Study material:
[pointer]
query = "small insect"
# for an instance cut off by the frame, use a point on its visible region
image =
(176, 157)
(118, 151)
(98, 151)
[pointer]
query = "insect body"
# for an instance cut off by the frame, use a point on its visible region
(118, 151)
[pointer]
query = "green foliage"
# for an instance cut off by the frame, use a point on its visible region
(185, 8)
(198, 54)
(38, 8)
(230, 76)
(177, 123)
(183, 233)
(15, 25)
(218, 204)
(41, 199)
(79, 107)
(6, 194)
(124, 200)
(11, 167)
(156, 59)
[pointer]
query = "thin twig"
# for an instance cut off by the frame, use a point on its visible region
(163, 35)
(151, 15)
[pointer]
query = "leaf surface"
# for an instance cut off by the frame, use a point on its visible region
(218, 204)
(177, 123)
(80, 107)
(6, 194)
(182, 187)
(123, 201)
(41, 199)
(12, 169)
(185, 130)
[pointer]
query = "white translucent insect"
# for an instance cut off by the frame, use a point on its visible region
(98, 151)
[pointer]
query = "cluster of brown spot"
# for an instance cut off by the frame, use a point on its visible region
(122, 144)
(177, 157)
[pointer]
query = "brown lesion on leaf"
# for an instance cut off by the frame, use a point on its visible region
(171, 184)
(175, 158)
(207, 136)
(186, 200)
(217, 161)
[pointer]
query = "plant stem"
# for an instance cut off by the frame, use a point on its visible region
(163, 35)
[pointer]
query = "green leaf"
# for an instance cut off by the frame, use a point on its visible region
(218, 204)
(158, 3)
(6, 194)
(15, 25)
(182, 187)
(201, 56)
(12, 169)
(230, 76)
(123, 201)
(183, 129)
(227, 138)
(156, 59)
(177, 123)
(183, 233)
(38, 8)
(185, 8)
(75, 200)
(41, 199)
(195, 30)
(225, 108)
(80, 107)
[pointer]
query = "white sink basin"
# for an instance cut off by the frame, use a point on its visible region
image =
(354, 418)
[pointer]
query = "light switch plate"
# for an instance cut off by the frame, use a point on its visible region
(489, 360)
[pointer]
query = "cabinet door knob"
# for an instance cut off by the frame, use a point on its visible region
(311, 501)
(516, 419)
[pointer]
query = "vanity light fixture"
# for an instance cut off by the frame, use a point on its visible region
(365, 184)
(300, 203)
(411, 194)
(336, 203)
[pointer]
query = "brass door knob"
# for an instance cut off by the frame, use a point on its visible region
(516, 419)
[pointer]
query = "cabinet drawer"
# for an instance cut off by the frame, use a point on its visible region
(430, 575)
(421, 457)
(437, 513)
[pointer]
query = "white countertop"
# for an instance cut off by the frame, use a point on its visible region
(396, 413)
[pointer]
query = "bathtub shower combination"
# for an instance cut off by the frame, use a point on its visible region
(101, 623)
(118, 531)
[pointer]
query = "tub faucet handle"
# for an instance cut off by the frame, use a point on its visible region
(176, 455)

...

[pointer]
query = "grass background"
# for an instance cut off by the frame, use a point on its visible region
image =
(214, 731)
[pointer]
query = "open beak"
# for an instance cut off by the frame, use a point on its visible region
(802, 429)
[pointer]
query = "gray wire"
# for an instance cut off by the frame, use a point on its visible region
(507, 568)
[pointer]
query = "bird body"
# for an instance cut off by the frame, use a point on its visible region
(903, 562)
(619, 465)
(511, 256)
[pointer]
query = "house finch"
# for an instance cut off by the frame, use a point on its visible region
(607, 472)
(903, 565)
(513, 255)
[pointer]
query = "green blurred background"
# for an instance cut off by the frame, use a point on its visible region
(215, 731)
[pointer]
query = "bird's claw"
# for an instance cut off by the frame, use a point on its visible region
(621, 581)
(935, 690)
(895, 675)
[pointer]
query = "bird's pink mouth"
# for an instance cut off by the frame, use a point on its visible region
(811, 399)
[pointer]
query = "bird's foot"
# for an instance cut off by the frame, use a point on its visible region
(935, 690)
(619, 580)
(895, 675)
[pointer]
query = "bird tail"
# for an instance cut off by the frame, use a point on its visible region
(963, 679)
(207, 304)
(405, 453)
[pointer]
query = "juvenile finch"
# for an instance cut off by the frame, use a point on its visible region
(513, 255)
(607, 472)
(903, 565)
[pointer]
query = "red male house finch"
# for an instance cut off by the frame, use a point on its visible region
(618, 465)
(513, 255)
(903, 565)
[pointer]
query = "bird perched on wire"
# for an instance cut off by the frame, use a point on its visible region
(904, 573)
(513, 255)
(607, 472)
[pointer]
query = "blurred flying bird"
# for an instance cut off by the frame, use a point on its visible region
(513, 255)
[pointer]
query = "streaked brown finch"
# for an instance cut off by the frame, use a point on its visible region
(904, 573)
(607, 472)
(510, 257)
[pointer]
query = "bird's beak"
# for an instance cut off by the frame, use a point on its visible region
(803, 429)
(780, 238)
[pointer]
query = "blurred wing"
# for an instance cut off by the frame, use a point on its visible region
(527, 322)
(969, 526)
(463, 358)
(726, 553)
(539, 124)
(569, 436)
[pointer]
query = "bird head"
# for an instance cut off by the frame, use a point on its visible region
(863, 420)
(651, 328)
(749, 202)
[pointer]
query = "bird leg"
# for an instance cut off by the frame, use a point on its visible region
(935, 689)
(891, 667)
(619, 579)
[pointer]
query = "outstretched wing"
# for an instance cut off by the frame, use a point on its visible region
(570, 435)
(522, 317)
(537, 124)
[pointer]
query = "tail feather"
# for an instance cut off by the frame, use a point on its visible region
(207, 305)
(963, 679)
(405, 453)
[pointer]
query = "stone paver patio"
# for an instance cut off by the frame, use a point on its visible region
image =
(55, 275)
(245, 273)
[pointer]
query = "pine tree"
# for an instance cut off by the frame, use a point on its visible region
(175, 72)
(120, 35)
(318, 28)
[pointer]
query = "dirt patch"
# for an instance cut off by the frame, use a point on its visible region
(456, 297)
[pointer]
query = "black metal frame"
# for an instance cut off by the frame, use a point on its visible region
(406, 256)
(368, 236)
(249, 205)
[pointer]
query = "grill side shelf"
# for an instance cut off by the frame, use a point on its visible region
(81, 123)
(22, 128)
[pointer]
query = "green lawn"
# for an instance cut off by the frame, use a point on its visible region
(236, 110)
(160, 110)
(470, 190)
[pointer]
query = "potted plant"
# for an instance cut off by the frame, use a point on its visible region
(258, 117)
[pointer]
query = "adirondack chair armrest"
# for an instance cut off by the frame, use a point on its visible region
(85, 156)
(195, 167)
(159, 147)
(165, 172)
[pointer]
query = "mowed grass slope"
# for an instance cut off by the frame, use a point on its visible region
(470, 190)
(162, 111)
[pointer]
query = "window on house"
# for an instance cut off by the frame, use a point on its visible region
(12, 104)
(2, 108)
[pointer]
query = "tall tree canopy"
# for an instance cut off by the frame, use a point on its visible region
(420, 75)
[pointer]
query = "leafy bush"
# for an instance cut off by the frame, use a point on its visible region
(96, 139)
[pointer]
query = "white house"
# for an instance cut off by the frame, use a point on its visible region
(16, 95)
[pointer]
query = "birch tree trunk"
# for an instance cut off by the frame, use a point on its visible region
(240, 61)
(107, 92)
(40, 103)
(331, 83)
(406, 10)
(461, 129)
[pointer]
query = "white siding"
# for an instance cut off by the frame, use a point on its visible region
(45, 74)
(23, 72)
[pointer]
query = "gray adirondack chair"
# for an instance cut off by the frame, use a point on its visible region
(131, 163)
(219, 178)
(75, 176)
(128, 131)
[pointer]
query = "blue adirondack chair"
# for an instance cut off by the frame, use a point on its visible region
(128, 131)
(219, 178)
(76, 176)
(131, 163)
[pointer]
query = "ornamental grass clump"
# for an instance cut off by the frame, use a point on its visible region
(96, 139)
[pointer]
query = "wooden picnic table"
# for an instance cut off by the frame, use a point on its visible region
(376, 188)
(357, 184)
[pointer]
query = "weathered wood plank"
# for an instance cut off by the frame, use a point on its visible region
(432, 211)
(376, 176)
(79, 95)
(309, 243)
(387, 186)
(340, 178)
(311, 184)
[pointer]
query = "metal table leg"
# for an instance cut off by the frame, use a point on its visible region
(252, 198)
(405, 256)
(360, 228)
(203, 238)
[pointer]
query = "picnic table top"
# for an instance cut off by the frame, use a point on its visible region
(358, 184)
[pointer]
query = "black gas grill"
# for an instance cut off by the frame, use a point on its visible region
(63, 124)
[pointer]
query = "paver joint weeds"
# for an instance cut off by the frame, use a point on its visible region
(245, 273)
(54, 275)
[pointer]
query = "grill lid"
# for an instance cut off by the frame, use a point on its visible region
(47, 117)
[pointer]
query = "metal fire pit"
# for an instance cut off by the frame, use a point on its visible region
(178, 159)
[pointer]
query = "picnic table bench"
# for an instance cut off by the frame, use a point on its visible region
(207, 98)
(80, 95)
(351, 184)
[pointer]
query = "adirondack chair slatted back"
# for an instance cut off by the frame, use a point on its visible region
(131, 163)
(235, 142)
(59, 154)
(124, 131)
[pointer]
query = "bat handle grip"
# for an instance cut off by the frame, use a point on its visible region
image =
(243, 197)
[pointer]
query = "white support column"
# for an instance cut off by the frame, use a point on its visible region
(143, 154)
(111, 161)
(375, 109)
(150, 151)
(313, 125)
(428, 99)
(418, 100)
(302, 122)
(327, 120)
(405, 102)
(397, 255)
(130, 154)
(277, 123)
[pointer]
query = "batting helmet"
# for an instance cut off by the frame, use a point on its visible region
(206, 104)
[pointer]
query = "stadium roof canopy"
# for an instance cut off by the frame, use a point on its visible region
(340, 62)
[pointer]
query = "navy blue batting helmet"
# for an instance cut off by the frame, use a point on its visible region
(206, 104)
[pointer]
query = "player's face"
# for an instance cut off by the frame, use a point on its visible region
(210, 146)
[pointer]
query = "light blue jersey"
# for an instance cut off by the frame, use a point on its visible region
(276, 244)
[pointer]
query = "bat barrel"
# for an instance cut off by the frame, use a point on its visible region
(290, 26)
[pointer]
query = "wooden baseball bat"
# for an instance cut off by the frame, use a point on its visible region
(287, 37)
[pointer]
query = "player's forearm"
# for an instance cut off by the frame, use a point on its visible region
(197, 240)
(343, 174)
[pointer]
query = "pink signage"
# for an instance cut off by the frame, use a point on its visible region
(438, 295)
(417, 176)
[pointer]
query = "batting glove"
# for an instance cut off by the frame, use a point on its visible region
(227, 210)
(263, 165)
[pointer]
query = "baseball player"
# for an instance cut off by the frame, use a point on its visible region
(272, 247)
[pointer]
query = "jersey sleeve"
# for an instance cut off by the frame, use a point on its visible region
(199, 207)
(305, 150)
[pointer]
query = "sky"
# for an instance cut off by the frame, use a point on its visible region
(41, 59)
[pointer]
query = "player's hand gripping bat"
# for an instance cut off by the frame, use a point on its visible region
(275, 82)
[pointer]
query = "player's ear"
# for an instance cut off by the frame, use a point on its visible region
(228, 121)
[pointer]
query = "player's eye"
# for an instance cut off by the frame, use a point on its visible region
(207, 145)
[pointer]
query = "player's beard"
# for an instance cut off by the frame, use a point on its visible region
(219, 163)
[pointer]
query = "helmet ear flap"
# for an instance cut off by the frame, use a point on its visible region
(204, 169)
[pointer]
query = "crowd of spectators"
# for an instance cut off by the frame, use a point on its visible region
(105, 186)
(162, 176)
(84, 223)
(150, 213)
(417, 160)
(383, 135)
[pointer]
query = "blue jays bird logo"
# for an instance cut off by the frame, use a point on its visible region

* * *

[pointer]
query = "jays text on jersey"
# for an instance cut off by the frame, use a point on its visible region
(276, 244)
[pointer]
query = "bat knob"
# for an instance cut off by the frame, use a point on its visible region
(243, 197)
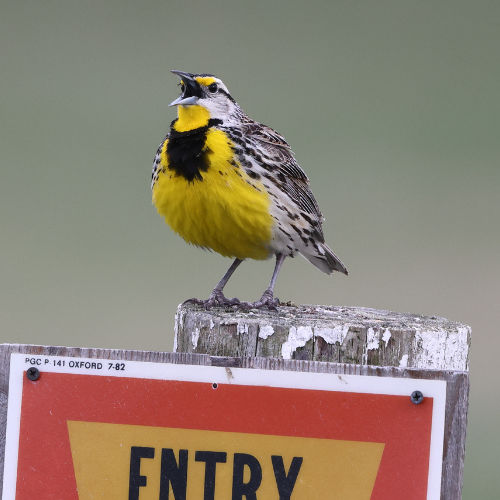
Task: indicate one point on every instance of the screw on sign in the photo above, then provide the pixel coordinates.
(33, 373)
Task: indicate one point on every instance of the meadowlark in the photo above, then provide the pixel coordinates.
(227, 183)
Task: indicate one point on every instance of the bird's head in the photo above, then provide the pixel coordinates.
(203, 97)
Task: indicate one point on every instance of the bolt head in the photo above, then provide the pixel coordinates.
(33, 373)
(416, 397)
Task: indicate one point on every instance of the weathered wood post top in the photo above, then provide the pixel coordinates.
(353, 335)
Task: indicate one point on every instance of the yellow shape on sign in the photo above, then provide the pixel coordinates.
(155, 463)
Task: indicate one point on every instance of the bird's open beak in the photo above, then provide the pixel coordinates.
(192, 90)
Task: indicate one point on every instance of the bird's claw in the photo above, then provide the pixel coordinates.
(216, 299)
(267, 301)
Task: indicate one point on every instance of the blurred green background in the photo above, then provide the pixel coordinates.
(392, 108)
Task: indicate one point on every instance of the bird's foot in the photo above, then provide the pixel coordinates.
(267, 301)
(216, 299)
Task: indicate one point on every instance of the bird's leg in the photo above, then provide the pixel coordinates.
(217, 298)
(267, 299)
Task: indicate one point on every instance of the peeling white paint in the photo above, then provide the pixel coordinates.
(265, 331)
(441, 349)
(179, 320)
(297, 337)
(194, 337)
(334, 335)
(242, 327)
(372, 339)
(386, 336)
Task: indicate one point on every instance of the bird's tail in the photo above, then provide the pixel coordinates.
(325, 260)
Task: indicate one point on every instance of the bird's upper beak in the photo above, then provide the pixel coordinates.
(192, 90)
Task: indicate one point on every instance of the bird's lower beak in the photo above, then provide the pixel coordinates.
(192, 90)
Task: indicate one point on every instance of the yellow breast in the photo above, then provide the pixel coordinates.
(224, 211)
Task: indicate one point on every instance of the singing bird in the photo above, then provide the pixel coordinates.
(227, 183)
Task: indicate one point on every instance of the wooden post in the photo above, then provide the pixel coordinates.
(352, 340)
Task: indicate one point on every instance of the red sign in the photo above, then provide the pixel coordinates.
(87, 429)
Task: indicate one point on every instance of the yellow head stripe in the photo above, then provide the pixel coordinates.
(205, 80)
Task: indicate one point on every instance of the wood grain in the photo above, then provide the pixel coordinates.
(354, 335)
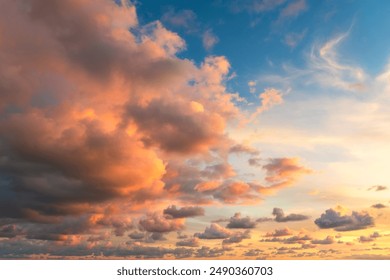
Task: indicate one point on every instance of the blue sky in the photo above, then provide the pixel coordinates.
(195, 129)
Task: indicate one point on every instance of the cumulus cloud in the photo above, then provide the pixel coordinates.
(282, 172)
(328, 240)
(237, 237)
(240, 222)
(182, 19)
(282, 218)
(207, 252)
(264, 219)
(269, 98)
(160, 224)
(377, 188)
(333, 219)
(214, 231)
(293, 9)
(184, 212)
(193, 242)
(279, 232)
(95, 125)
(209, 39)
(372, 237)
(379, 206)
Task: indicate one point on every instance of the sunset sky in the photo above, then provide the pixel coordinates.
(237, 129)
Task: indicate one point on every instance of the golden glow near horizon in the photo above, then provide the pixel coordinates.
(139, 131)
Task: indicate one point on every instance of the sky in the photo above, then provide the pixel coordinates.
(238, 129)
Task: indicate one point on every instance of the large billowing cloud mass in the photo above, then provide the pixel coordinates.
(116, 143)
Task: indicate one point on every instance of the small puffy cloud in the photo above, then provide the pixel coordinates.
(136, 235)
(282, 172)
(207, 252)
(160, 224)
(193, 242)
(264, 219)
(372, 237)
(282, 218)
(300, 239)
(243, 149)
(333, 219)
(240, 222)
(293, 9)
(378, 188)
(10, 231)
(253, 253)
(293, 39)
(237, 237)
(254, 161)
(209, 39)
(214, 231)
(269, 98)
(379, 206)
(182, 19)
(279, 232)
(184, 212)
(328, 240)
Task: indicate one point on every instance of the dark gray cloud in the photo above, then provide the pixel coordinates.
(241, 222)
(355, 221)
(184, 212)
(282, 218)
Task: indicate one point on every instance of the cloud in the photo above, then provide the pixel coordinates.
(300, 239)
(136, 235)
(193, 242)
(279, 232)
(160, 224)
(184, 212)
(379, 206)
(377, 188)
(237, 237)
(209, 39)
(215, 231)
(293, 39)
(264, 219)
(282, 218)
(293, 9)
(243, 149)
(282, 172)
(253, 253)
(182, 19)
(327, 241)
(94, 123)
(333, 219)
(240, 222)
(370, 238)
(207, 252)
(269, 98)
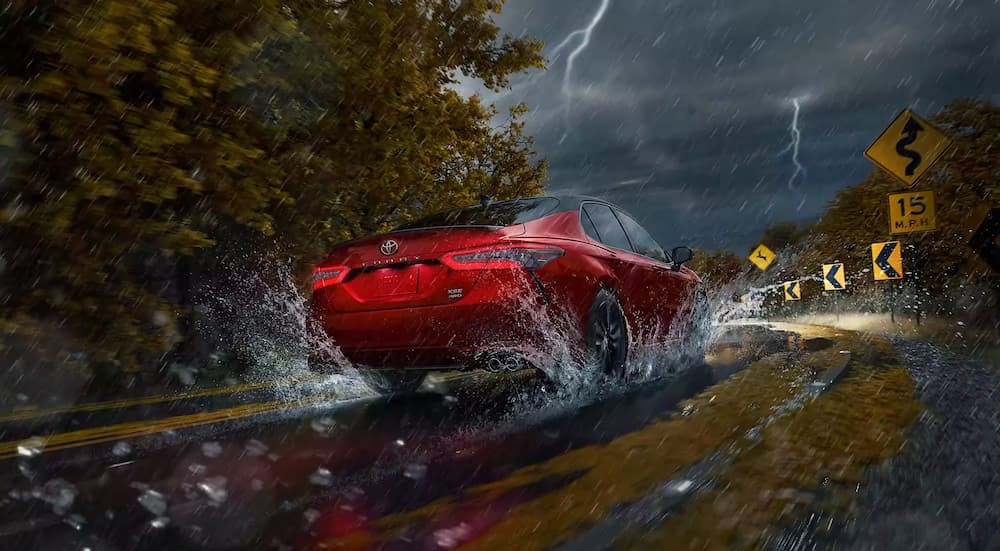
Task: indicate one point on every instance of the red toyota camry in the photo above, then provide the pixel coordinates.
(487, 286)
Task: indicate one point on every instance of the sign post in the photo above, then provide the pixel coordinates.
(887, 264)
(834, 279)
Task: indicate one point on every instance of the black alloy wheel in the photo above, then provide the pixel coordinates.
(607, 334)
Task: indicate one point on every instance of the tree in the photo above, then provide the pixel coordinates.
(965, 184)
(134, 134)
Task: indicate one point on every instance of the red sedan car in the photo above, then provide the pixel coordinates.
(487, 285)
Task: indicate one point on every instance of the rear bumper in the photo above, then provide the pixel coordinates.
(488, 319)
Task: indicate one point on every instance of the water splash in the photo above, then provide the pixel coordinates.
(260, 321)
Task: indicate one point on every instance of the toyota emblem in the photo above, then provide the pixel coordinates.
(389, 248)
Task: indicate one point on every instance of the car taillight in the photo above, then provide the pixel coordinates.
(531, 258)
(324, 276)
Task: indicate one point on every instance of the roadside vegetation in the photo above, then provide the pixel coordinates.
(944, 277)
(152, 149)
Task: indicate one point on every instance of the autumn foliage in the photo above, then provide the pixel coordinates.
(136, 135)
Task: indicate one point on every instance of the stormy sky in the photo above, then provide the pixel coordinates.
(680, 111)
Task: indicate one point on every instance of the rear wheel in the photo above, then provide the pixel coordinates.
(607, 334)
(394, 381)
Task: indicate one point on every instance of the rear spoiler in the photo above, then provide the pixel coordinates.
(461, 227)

Task item: Return only the lines of the records in which the string "paver" appears.

Answer to the problem:
query = "stone paver patio"
query = "paver joint weeds"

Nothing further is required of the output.